## Yapılacaklar
1: Sahnedeki maskeler yazısına göre The Residents denince akla ne gelir?
2: Sahnedeki maskeler yazısında "Çok farklı tatta müziklerin" diye başlayan paragrafı, ana bilgileri koruyarak madde madde yazın.
3: Sahnedeki maskeler yazısını kaldığı yerden sürdürün.

## Verilen Metin

-*-

Bantmag

MASKENİN TEMEL FELSEFESİ ÜZERİNE GÖRÜŞLER İKİYE AYRILIYOR. BİRİNCİSİ MASKENİN GERÇEK KİMLİĞİ ÖRTBAS ETTİĞİNE, DİĞERİ İSE MASKENİN GERÇEK OLDUĞUNA VE ÇOKLU KİMLİKLERİ AÇIĞA ÇIKARTTIĞINA İNANIYOR. MASKE BİRŞEYLERİ SAKLIYOR MU? YOKSA TAM TERSİ ÖZGÜR MÜ KILIYOR? SAHNEDEKİLERE SORUYORUZ.

 

Çok farklı tatta müziklerin maskelenişine tanıklık ediyoruz. En basitinden sert ve maskülen bir imajı pekiştirmek için maskelenen yakın dönem metal gruplarını ele alın... Çocukken Operadaki Hayalet’e maruz kalmış olanlarımızın içinden atamadığı maske korkusunun tembelce üzerine giden bir dolu grup var. Ama maskeyle performansına farklı anlamlar yükleyenler de, maskesiyle imajını tamamen bütünleştirenler de var. Neden takıyorlar maskeleri? Kimliklerini saklamak için mi? Bir persona yaratmak adına mı? Gizemli olmak için mi? Yüzlerini saklayınca kendilerini daha rahat hissettikleri için mi? Sahne fobileri olduğundan mı? Kendinden soyutlanıp müziğe yaklaşmak için mi? Yoksa bir başkaldırıya soyunduklarından mı? Maskeler farklı anlamlara geliyor ve müziğe eklendiklerinde çoğu zaman sürükleyici bir etki yaratıyor. Birkaç farklı müzik ve karakter üzerinden sahnedeki maskeleri kaldırmaya yelteniyoruz.

 

ANONİM KİMLİK SANATI PEKİŞTİRİR

Nasıl Devo'yu şapkaları ve tulumları olmadan düşünemezseniz, The Residents deyince de akla kafalarındaki ikonik dev göz yuvarları gelir. Tüm varlıklarını aykırı üretimler ortaya koyarak sıyrılmaya ya da sıyırmaya adamış bu kült ekip için kafalarına geçirdikleri çeşitli maskeler müziklerindeki sürreal hikâye anlatımını pekiştirmenin yanısıra, sanatsal bir yığının içinde var oluşlarının da olmazsa olmazı. The Residents’ın 40 yıllık tarihi boyunca Richard Nixon ya da yaşlanmış adam maskeleriyle sahneye çıktıklarına da, The Beatles’ı maskelediklerine de tanıklık edildi.

-*-

## Verilen Bilgiler
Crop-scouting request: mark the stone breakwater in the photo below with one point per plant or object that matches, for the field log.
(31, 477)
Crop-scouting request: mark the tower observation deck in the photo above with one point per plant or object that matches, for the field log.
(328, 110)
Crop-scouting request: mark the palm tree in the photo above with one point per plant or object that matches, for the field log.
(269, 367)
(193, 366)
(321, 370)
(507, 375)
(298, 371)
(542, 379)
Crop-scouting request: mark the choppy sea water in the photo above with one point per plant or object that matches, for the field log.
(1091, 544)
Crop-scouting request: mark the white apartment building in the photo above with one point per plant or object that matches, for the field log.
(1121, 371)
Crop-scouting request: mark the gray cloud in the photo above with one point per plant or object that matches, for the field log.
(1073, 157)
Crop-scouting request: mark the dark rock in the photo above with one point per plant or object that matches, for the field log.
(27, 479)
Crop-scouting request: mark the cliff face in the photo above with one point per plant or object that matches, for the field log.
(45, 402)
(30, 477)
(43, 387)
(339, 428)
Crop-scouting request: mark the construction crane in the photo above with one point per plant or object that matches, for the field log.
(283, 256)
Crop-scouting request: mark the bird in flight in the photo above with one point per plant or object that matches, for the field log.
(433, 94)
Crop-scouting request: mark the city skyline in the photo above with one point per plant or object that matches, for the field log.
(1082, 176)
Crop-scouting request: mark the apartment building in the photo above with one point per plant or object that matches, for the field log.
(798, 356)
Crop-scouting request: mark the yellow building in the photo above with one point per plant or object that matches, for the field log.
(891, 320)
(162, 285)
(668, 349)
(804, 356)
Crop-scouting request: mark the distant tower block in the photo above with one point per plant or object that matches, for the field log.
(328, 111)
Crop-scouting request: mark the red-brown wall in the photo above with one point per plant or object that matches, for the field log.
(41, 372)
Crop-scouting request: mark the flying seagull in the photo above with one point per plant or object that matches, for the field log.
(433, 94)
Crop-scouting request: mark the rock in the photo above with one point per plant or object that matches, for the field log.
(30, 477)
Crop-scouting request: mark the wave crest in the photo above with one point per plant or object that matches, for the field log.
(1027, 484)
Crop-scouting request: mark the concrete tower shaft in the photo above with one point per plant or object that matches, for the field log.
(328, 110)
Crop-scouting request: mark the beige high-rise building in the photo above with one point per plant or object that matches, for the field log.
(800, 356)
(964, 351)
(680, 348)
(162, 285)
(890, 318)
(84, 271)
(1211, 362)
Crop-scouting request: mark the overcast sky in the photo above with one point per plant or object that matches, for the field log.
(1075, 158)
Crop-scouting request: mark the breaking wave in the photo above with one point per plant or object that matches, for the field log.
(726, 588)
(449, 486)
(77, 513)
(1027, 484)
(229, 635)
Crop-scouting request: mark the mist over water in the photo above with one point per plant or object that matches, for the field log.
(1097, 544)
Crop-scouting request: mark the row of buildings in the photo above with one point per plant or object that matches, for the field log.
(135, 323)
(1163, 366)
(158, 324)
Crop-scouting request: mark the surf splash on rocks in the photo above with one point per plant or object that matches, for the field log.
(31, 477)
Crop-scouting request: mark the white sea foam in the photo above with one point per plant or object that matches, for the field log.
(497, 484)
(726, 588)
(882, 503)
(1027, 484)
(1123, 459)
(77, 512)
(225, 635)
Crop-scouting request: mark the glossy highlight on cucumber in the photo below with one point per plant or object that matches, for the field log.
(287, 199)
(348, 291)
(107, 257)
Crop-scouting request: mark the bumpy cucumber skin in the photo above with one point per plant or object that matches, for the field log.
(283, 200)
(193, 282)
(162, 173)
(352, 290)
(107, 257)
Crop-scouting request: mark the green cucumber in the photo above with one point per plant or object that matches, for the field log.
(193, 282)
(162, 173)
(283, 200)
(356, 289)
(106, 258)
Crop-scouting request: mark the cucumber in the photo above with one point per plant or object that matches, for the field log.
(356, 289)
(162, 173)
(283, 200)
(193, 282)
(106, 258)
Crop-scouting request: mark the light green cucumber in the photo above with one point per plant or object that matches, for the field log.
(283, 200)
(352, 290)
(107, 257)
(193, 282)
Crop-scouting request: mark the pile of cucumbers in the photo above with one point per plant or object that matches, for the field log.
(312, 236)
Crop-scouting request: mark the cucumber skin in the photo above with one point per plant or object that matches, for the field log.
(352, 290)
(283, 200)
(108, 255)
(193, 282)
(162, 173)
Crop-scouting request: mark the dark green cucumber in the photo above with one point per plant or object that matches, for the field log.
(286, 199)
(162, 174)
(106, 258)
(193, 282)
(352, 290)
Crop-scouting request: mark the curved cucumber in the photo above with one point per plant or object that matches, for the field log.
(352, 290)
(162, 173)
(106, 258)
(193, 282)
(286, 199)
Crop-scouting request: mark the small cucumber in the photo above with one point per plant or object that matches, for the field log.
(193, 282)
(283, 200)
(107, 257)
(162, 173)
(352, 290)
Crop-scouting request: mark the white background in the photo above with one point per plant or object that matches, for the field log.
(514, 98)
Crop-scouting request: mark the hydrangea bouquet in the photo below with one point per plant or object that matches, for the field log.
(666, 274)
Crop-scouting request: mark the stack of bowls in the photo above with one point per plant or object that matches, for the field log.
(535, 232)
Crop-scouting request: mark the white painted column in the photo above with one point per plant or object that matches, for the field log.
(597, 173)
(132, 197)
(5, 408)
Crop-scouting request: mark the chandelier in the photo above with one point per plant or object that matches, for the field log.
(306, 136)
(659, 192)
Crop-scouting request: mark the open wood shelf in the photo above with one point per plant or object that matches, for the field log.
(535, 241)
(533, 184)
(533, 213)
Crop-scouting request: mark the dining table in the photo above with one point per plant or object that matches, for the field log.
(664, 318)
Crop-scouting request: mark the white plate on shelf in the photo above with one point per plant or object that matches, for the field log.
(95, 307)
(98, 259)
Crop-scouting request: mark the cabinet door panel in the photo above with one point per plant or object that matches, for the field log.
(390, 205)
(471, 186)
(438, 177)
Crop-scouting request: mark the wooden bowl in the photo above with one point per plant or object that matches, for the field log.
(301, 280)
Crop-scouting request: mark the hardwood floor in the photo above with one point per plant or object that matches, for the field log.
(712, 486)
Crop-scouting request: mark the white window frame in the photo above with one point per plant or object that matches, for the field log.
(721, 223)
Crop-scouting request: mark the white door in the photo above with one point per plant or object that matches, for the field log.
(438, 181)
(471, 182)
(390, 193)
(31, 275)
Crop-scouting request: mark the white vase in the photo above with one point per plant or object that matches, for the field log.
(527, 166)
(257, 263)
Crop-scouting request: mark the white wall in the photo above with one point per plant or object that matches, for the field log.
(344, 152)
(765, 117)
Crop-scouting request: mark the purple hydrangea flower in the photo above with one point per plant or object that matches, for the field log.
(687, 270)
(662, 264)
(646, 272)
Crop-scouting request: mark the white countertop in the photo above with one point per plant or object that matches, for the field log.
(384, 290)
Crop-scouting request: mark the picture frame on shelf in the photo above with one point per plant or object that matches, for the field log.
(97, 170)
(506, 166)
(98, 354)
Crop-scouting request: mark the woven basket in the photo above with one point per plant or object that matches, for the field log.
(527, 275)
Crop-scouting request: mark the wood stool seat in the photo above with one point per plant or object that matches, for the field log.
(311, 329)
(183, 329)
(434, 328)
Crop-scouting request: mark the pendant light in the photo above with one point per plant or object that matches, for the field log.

-*-

## Görev Yanıtları
1: Kafalarındaki ikonik dev göz yuvarları.

2:
- Çok farklı türde müziklerde maske kullanılıyor.
- Yakın dönemin metal grupları, sert ve erkeksi bir imajı güçlendirmek için maske takıyor.
- Pek çok grup, bazı dinleyicilerin çocukken Operadaki Hayalet'ten kalan maske korkusunu tembelce kullanıyor.
- Kimi müzisyenler maskeyle performansına farklı anlamlar katıyor, kimileri de maskeyi imajıyla tamamen bütünleştiriyor.
- Maske takmanın olası nedenleri şunlar olabilir: kimliği saklamak, bir persona yaratmak, gizemli görünmek, yüzü gizliyken rahat hissetmek, sahne korkusu, kendinden uzaklaşıp müziğe yaklaşmak ya da başkaldırı.
- Maskelerin anlamları farklı; müziğe eklendiklerinde çoğu zaman sürükleyici bir etki yaratıyorlar.
- Yazı, birkaç farklı müzik ve karakter üzerinden sahnedeki maskelerin ardına bakmayı amaçlıyor.

3:
Kostümlü ve maskeli sahne varlığıyla gelenekleri hiçe sayan, Mike Patton’un (Faith No More, Fantômas, Tomahawk, Peeping Tom) 90’lar kimliklerden biri olan Mr. Bungle da müziğindeki çoklu anlatım biçimini yüzüne yansıtanlardandı. İlk zamanlarında işçi tulumlarının üzerine Madonna, Darth Vader ya da palyaço maskeleri çeken grup, maske kullanmalarındaki maksadın, kimliksizliğin arkasına saklanmak olduğunu açıklamıştı. Daha sonraki günlerdeyse ekibin kostümlere olan ilgisinin azaldığı gözlemlendi. Bunun sebebinin teoriden ziyade pratikle ilgili olduğunu Mike Patton şu satırlarla açıklamıştı: “Yeni şeyleri çalmak çok daha güç. Geçen piyanoları çalarken batırdım çünkü deri maskem yüzümü o kadar sıkıyordu ki gözlerim deliklerle aynı hizayı tutturamadı.”

 

Maske takmak her zaman çok pratik değil belki, ama aynı zamanda insanın sahnedeki özgüvenini pekiştiren bir unsur da olabilir pekâlâ. Amerikalı garage-pop sanatçısı Nobunny için durum böyle. Hayvan kostümleri içinde bir Elvis canlandırması ortaya koymak için yola çıkan fakat bir süre sonra bundan sıkılarak tavşan maskesiyle kendi parçalarını sahnelemeye karar veren Nobunny, kimliğini gizli tutuyor ve tavşan maskesi olmadan görüntü vermiyor. Onun için bu şirin olmaktan ziyade tüyler ürpertici olan tavşan maskesi, performansının önemli bir parçası olmasının yanısıra, çok da rahatlatıcı bir unsur. Sahnede yaptığı şeyleri maskesi olmasa asla yapamayacağını söylemekten çekinmiyor.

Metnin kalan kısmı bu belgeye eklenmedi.